_Text block_
Start of Block
          that and the current crop of classroom teachers really didn’t want to bother/have time to bother with their classroom analysis and recommendations – even if specific trainings with student activities paid for by state/fed funds – were brought to their buildings.
          Love the chart. So true

  3. We have several measles outbreak areas now (one in an “enlightened” area. Gads, the fools). The local leaders are begging people to get their kids vaccinated- free! (It would probably help if the local media would stop showing pictures of measles on kids when talking about mumps…which is also around – along with TB in secondary schools )
    The state legislature is being pushed to reduce number of reasons for exemptions. It’s gotten absurd.
    Those parents are not even considering that they are putting teachers in schools who are pregnant/do not know they are pregnant yet at risk as well as those unborn children.( as well as shop keepers and the general public) at risk, too.
    (And why do teachers and school personnel have to have TB tests and all vaccines before setting foot in the classroom when the kids don’t?)
    Personally I think we need to go back to each child having to present health records at time of registration – and updated as the vaccine schedule progresses. It used to be the school nurse had to check student records each year and notify parents their child would not be allowed to return to school until all vaccinations up to date.
    It is a free country, Don’t like what schools mandate, you are free to move, go to private school, or homeschool. You are not free to endanger other children. (Yes, this is a hardship on children undergoing medical treatment or compromised immune systems, but at some point the good of the whole should be the guide)

    1. Selfish anti-vaxxers think herd immunity will protect them. That won’t work if they keep infecting the herd. I remember the little yellow card I had that showed all my son’s vaccinations before he entered school. I would have no problem requiring all shots for any kid entering school and, frankly, I assume all schools did. And it seems to me it would be cheap insurance to immediately vaccinate all new immigrants.
End of Block
(Extracted records)
Start of Block
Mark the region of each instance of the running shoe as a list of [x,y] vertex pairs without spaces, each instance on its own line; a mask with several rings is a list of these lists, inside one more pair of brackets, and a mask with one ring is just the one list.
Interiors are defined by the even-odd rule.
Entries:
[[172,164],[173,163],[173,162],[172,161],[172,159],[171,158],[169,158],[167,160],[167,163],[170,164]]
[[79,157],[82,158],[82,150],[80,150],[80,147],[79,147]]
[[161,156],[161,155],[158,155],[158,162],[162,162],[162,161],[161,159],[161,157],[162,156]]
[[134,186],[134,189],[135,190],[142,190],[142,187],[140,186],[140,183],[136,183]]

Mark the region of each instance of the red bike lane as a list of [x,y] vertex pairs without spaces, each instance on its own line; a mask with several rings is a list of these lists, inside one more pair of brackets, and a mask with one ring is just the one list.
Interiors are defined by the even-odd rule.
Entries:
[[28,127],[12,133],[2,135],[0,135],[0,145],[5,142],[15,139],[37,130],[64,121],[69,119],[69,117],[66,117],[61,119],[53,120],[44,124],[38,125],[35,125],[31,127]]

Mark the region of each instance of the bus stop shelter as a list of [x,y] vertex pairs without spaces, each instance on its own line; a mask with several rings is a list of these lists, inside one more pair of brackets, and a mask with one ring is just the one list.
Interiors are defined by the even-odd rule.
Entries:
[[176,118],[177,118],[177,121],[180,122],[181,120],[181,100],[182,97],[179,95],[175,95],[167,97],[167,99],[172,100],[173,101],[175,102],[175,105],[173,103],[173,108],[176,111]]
End of Block
_Tasks to carry out_
(1) Write out the vaccination comments between "3. We have several" and "It’s gotten absurd.", inclusive.
(2) Extend the vaccination comments from the point where they stop.

_Answers to each task_
(1)
3. We have several measles outbreak areas now (one in an “enlightened” area. Gads, the fools). The local leaders are begging people to get their kids vaccinated- free! (It would probably help if the local media would stop showing pictures of measles on kids when talking about mumps…which is also around – along with TB in secondary schools )
    The state legislature is being pushed to reduce number of reasons for exemptions. It’s gotten absurd.

(2)
      1. They stopped TB test proof for kids in the 70’s here. Teachers still have to have theirs. Some health records are required at first entry now in K-1, but rarely updated – varies from building to building.
        The “unaccompanied children” are a big issue with schools here. All without any health records, yet schools forced to take them, (even if it leaves no room for neighborhood children and they have to have parents drive them to other schools outside their neighborhood/area)
        Houston and these counties constantly offer free free free vaccinations all year long – at most big events in the city like city wide Thanksgiving, Halloween at the malls., the downtown park, the Christmas giveaways….
        No excuse for anyone not to be covered if they wish to.

        1. I recall having a TB test when I entered CU in 1961. They lined up the incoming freshmen and we all got tested. Don’t think my son ever had one.

          As a teacher, I would get every vaccine under the sun and be tempted to wear a hazmat suit to class. Kids are the world’s best disease vectors. My grandkids, one or both, are out of school all the time with one bug or another. Part of the problem is sick kids being sent to school by working parents when they ought to be kept home. All kinds of snotty little respiratory and GI bugs that vaccines don’t cover.

          All those free vaccines are great, but minors still can’t get shots without parental approval, I assume.